Extracted material -

*** Begin section ***

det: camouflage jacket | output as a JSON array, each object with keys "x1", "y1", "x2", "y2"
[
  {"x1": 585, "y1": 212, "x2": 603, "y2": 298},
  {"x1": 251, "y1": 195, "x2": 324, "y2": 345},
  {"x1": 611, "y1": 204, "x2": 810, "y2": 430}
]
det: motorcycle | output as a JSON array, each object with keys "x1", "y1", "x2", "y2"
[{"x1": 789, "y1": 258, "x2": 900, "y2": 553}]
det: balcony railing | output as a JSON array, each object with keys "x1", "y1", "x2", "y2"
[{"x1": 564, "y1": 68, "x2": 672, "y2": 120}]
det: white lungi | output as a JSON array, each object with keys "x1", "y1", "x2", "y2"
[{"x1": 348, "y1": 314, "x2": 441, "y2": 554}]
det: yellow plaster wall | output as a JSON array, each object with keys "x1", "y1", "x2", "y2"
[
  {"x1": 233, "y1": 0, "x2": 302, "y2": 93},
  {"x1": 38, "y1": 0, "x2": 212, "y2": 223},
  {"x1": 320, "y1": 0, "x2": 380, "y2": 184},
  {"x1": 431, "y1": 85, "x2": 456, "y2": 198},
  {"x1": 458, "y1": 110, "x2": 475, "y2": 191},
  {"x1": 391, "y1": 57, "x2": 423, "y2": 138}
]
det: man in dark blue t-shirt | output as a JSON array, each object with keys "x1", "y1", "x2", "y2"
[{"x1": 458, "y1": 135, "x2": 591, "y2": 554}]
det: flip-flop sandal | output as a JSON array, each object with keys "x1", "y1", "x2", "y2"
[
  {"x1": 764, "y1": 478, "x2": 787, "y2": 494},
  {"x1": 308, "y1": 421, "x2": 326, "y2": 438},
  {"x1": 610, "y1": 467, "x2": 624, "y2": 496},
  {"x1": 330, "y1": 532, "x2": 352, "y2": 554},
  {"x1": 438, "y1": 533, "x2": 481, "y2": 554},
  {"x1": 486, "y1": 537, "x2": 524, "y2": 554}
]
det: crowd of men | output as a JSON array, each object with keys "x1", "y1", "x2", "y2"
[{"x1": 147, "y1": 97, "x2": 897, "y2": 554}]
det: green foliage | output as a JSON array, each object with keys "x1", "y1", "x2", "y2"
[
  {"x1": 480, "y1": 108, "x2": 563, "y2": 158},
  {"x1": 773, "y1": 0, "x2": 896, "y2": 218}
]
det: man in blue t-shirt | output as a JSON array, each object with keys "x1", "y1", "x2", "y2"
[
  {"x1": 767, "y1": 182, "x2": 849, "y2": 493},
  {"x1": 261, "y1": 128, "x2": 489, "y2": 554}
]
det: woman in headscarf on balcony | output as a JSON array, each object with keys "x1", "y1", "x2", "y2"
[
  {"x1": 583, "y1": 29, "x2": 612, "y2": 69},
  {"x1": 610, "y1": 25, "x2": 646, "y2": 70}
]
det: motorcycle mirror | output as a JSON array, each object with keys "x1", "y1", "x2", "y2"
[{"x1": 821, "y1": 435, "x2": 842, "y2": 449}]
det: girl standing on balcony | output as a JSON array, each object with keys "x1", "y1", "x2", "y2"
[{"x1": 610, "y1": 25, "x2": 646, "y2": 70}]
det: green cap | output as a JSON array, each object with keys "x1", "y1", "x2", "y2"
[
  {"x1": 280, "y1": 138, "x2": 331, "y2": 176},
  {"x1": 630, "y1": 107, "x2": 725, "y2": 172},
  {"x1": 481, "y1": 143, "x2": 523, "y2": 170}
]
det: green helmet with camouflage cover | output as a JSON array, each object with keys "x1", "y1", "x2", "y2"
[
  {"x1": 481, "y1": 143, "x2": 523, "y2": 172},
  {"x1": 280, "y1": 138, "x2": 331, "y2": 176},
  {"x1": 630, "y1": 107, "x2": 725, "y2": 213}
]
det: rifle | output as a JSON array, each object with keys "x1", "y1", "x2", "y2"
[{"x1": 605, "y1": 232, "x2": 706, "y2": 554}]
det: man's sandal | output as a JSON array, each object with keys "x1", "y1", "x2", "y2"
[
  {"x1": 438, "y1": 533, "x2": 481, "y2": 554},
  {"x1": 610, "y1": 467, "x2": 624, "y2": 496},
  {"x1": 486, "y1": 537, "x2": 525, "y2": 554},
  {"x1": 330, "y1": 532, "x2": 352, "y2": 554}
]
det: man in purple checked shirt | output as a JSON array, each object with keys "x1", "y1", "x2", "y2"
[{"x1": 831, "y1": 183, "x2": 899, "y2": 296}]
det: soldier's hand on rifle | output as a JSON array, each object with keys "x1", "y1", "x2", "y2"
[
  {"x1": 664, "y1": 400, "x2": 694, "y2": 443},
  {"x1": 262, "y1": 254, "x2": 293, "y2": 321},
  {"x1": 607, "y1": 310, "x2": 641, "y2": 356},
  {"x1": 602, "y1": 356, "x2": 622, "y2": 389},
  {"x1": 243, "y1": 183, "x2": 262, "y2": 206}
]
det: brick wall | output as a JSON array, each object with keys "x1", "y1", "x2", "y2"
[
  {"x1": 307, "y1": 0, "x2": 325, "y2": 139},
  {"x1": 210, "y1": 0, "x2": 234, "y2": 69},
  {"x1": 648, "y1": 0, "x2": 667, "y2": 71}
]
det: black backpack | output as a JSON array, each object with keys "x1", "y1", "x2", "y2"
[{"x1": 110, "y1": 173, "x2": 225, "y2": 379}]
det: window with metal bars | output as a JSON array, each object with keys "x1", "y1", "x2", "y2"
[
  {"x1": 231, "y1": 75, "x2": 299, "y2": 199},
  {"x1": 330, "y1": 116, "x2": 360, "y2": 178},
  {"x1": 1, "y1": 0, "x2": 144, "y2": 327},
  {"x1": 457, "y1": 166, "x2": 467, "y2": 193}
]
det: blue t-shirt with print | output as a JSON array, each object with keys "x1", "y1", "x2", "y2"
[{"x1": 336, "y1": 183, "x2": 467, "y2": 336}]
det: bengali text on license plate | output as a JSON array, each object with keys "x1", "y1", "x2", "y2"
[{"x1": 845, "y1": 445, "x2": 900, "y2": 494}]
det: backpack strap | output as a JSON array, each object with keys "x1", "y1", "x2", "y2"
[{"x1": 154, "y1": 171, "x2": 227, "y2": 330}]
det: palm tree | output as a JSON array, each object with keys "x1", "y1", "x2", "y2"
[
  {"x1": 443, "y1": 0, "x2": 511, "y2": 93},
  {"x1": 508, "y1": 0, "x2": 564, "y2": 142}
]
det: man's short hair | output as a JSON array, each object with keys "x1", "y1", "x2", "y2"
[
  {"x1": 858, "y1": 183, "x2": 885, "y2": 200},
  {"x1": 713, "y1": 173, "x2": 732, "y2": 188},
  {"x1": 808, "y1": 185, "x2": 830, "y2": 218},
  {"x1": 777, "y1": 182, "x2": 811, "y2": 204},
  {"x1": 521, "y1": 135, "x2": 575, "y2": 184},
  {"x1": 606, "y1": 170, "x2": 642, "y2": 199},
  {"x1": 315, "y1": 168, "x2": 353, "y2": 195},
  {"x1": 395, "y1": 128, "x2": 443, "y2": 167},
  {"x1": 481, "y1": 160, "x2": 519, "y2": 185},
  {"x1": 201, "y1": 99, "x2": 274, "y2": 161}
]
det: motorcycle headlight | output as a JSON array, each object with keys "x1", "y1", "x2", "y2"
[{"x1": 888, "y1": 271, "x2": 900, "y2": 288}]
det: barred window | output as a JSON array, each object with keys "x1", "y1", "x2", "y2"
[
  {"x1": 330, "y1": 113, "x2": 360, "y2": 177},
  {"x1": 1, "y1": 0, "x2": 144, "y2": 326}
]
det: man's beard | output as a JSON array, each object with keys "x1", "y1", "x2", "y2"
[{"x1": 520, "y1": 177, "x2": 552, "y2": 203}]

*** End section ***

Exercise directions -
Your answer should be the lines from the one containing "det: motorcycle headlight" through the last line of the records, repeated exactly and with nothing added.

Result of the task -
det: motorcycle headlight | output as a JSON array, each object with keys "x1", "y1", "x2", "y2"
[{"x1": 888, "y1": 271, "x2": 900, "y2": 288}]
det: barred window | output as a JSON array, each object with keys "x1", "y1", "x2", "y2"
[
  {"x1": 330, "y1": 113, "x2": 360, "y2": 177},
  {"x1": 1, "y1": 0, "x2": 144, "y2": 326}
]
det: man's beard | output as a JSON array, each object with keys "x1", "y1", "x2", "y2"
[{"x1": 520, "y1": 177, "x2": 552, "y2": 203}]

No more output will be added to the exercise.